- _Given task_
Your job is to restate each entry word for word.

[Location identification items]

◇ ◇ ◇ ◇ ◇ ◇ ◇

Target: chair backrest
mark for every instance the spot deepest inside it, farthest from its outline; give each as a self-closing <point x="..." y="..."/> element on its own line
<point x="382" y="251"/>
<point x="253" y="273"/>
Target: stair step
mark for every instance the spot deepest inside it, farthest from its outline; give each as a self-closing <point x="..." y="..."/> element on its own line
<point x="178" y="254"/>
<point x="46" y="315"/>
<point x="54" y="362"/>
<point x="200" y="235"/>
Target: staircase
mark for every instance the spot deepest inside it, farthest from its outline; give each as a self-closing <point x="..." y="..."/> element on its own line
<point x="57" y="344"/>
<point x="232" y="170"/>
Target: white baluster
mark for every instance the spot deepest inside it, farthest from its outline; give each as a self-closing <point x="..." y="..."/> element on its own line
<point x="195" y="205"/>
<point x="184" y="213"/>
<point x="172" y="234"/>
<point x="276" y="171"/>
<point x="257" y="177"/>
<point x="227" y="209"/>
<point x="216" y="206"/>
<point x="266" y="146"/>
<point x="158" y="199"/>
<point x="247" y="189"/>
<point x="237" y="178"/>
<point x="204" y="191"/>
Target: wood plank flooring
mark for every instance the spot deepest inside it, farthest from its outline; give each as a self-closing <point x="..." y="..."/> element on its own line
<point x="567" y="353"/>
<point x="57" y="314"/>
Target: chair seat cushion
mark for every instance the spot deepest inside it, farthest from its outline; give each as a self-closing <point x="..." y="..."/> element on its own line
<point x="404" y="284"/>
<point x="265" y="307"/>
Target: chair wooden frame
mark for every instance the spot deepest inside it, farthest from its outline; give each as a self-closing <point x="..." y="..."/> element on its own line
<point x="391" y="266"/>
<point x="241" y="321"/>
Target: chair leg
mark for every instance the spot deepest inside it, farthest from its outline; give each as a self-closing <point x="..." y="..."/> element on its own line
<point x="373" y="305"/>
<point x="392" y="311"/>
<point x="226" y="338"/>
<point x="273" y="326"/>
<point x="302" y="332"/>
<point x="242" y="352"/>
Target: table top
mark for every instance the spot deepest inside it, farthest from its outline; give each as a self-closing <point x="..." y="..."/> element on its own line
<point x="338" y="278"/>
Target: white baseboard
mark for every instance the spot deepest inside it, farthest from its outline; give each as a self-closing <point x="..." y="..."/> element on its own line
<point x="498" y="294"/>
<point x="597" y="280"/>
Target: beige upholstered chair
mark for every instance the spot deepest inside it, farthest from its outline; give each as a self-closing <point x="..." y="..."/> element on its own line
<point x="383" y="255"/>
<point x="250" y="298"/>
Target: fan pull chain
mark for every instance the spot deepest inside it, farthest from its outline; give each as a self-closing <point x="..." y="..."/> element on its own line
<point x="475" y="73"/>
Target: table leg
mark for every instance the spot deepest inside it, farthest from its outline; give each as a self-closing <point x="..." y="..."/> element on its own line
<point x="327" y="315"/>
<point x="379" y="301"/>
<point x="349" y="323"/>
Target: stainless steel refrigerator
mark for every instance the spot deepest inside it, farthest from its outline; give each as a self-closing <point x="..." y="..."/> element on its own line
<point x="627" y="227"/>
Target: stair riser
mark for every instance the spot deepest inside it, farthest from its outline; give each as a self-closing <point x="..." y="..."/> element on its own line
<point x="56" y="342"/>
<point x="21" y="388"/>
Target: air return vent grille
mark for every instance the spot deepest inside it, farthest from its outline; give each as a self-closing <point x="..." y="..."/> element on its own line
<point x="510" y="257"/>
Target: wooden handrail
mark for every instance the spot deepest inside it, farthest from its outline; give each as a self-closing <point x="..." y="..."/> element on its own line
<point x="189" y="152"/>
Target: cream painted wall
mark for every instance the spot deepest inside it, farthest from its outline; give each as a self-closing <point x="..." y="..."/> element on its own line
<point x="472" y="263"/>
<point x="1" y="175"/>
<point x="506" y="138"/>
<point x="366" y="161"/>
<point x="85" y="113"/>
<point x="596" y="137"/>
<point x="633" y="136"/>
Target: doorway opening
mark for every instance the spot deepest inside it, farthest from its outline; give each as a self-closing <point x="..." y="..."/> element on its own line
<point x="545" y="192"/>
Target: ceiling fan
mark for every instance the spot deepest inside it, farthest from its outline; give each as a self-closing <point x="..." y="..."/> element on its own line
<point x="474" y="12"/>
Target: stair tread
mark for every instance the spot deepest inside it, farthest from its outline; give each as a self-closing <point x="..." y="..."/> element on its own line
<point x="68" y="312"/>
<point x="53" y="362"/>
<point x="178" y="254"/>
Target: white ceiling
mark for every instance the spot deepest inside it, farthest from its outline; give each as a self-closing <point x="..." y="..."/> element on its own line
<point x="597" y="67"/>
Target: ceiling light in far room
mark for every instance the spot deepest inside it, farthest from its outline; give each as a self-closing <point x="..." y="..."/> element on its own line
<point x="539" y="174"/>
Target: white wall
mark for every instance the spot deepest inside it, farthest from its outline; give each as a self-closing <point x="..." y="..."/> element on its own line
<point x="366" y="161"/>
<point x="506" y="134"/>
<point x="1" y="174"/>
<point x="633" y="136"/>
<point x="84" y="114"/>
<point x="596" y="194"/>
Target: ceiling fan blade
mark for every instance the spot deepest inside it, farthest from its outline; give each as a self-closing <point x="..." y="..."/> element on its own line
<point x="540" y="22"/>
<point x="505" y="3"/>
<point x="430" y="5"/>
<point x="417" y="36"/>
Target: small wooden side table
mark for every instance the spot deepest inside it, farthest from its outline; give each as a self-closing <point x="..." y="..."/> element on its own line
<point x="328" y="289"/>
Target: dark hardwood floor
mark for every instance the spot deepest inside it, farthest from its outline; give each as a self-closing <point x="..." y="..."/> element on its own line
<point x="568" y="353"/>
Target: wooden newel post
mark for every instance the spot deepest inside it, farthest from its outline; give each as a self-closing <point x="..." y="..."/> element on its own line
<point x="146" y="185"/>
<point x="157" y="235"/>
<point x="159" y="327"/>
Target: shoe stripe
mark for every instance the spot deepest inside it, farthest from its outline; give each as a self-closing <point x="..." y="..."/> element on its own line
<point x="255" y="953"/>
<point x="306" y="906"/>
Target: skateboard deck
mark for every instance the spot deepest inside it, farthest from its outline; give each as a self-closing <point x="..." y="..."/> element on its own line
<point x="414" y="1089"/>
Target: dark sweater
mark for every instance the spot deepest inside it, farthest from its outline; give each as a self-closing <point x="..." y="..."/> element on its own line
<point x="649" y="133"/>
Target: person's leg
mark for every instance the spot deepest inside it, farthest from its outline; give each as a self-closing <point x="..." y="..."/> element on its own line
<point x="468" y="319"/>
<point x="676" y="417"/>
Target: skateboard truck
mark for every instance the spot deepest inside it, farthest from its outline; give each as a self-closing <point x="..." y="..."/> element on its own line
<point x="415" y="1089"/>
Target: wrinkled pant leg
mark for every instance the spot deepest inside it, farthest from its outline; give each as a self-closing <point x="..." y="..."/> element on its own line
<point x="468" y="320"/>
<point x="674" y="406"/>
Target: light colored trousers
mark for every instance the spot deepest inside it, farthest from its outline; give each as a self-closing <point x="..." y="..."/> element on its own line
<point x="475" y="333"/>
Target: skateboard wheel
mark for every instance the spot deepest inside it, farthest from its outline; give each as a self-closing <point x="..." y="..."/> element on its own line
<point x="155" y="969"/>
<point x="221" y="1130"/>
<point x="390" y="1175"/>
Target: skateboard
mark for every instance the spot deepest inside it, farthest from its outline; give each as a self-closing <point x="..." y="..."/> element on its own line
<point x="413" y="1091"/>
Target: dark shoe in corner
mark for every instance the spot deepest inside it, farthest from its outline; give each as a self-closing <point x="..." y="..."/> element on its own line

◇ ◇ ◇ ◇ ◇ ◇ ◇

- _Expected answer_
Target: chair backrest
mark for every instance the spot deepest inside it, farthest from its outline; give each as a self-closing <point x="..." y="..."/> element on its own line
<point x="382" y="251"/>
<point x="253" y="273"/>
Target: stair step
mark for every instance the spot deepest inside it, farthest from its outline; give each as a self-closing <point x="..." y="..."/> element on its own line
<point x="178" y="254"/>
<point x="46" y="315"/>
<point x="54" y="362"/>
<point x="200" y="235"/>
Target: staircase
mark for every instance the spot deepest inside it, farthest from its outline; give each as a self-closing <point x="..." y="..."/> element on its own line
<point x="57" y="344"/>
<point x="232" y="170"/>
Target: white baluster
mark for every instance the spot deepest inside it, farthest from its outline; give each as a self-closing <point x="..." y="..."/> element on its own line
<point x="195" y="205"/>
<point x="184" y="213"/>
<point x="172" y="234"/>
<point x="276" y="171"/>
<point x="257" y="177"/>
<point x="227" y="209"/>
<point x="216" y="206"/>
<point x="266" y="146"/>
<point x="158" y="199"/>
<point x="247" y="189"/>
<point x="237" y="178"/>
<point x="204" y="191"/>
Target: wood plank flooring
mark for every instance the spot deepest inside it, farthest from its outline; give each as a self-closing <point x="..." y="..."/> element on its own line
<point x="567" y="353"/>
<point x="57" y="314"/>
Target: chair seat cushion
mark for every instance the spot deepest inside it, farthest from its outline; give each as a self-closing <point x="..." y="..."/> element on its own line
<point x="404" y="284"/>
<point x="265" y="307"/>
Target: chair wooden frame
mark for every instance the spot deepest inside it, farthest from its outline; give each as a self-closing <point x="..." y="..."/> element on its own line
<point x="391" y="266"/>
<point x="241" y="321"/>
Target: chair leg
mark for every instance the spot deepest inside it, farthest from its outline; give each as a self-closing <point x="..." y="..."/> element on its own line
<point x="373" y="305"/>
<point x="392" y="311"/>
<point x="226" y="338"/>
<point x="273" y="326"/>
<point x="302" y="332"/>
<point x="242" y="352"/>
Target: table top
mark for every instance the spot deepest inside it, farthest from its outline; give each as a self-closing <point x="..." y="..."/> element on its own line
<point x="338" y="278"/>
Target: white baseboard
mark for every instance the spot deepest inside it, farthest from its outline; give each as a self-closing <point x="..." y="..."/> element on its own line
<point x="498" y="294"/>
<point x="597" y="280"/>
Target: beige upholstered chair
mark for every instance the spot deepest inside it, farthest from its outline; give each as a self-closing <point x="..." y="..."/> element on its own line
<point x="383" y="255"/>
<point x="250" y="298"/>
Target: fan pull chain
mark for every instance the spot deepest inside it, farthest from its outline; give each as a self-closing <point x="..." y="..."/> element on its own line
<point x="475" y="73"/>
Target: table leg
mark for every instance the spot deepest inside it, farthest from its outline; give each as a self-closing <point x="..." y="..."/> element on its own line
<point x="327" y="315"/>
<point x="379" y="301"/>
<point x="349" y="323"/>
Target: stainless steel refrigerator
mark for every instance the spot deepest inside it, farthest from its outline; give each as a self-closing <point x="..." y="..."/> element on its own line
<point x="627" y="227"/>
Target: stair riser
mark for every instance the spot deepest inside it, farthest from its outline; give each as a self-closing <point x="..." y="..."/> element on its own line
<point x="56" y="342"/>
<point x="21" y="388"/>
Target: air return vent grille
mark for every instance the spot deepest inside it, farthest from its outline; give each as a self-closing <point x="..." y="..."/> element on its own line
<point x="510" y="257"/>
Target: wooden handrail
mark for every instance the spot deepest inside it, farthest from its outline; give each as a self-closing <point x="..." y="..."/> element on its own line
<point x="189" y="152"/>
Target: cream painted wall
mark for every instance the spot deepest inside it, farthest from its outline; give each as a self-closing <point x="..." y="..."/> element on its own line
<point x="472" y="263"/>
<point x="1" y="175"/>
<point x="506" y="138"/>
<point x="366" y="161"/>
<point x="85" y="113"/>
<point x="596" y="137"/>
<point x="633" y="136"/>
Target: doorway opening
mark for every instance the spot deepest inside it, farthest from its outline; give each as a self-closing <point x="..." y="..."/> element on its own line
<point x="545" y="192"/>
Target: ceiling fan
mark for every instance the spot deepest inside it, farthest from its outline; give each as a self-closing <point x="..." y="..."/> element on its own line
<point x="474" y="12"/>
Target: stair tread
mark for every instance the spot deepest inside it, farthest from its outline; give each as a self-closing <point x="..." y="..."/> element on its own line
<point x="68" y="312"/>
<point x="53" y="362"/>
<point x="178" y="254"/>
Target: white ceiling
mark for every instance the spot deepest inside it, farthest from its outline; give each as a self-closing <point x="..." y="..."/> element on its own line
<point x="597" y="67"/>
Target: ceiling light in far room
mark for every instance the spot deepest inside it, farthest from its outline; give each as a self-closing <point x="..." y="..."/> element on its own line
<point x="539" y="174"/>
Target: white wall
mark for every instance the spot deepest inside it, farthest from its outline; give each as a self-closing <point x="..." y="..."/> element on its own line
<point x="366" y="161"/>
<point x="506" y="134"/>
<point x="1" y="174"/>
<point x="633" y="136"/>
<point x="84" y="114"/>
<point x="596" y="194"/>
Target: ceiling fan blade
mark for every instance the spot deepest inside it, farthest from its outline; give each as a self-closing <point x="..." y="..."/> element on its own line
<point x="540" y="22"/>
<point x="505" y="3"/>
<point x="430" y="5"/>
<point x="417" y="36"/>
Target: small wooden side table
mark for every instance the spot deepest inside it, farthest from its outline; give each as a self-closing <point x="..." y="..."/> element on its own line
<point x="328" y="289"/>
Target: dark hardwood floor
mark for every instance the spot deepest inside it, farthest from its outline; give each as a self-closing <point x="..." y="..."/> element on its own line
<point x="568" y="353"/>
Target: wooden newel post
mark for every instance the spot deepest inside it, farthest from its outline; give each as a self-closing <point x="..." y="..."/> element on its own line
<point x="146" y="185"/>
<point x="157" y="235"/>
<point x="159" y="327"/>
Target: shoe stripe
mark for every instance the spot deepest inside it, farthest from its outline; give each as a self-closing <point x="..." y="..."/> element on its own line
<point x="255" y="953"/>
<point x="306" y="906"/>
Target: skateboard deck
mark for every instance the spot deepest inside it, farthest from its outline; give each as a self-closing <point x="..." y="..."/> element on its own line
<point x="414" y="1089"/>
Target: dark sweater
mark for every instance the spot deepest inside it, farthest from its outline; give each as a self-closing <point x="..." y="..."/> element on its own line
<point x="649" y="133"/>
Target: person's leg
mark for every instance the spot deepest inside it, farthest from its outline; give each as a self-closing <point x="..." y="..."/> element on its own line
<point x="468" y="319"/>
<point x="676" y="417"/>
Target: skateboard truck
mark for every instance the spot deepest inside it, farthest from its outline; give each as a self-closing <point x="..." y="..."/> element on its own line
<point x="415" y="1089"/>
Target: wrinkled pant leg
mark for every instance the spot deepest inside it, farthest from its outline; give each as a self-closing <point x="..." y="..."/> element on its own line
<point x="468" y="320"/>
<point x="674" y="406"/>
Target: light colored trousers
mark for every instance the spot deepest inside it, farthest from its outline; give each as a self-closing <point x="..." y="..."/> element on its own line
<point x="475" y="333"/>
Target: skateboard wheel
mark for every instance the spot deepest inside it, farthest from its outline; give each as a self-closing <point x="..." y="..."/> element on its own line
<point x="155" y="969"/>
<point x="221" y="1130"/>
<point x="390" y="1175"/>
Target: skateboard
mark for every instance the spot deepest inside it, farthest from its outline; give each as a self-closing <point x="..." y="..."/> element on its own line
<point x="413" y="1091"/>
Target: dark shoe in corner
mark for every instance the spot deepest inside it, farthest from its outline; give each as a self-closing <point x="..." y="..."/> element on its own line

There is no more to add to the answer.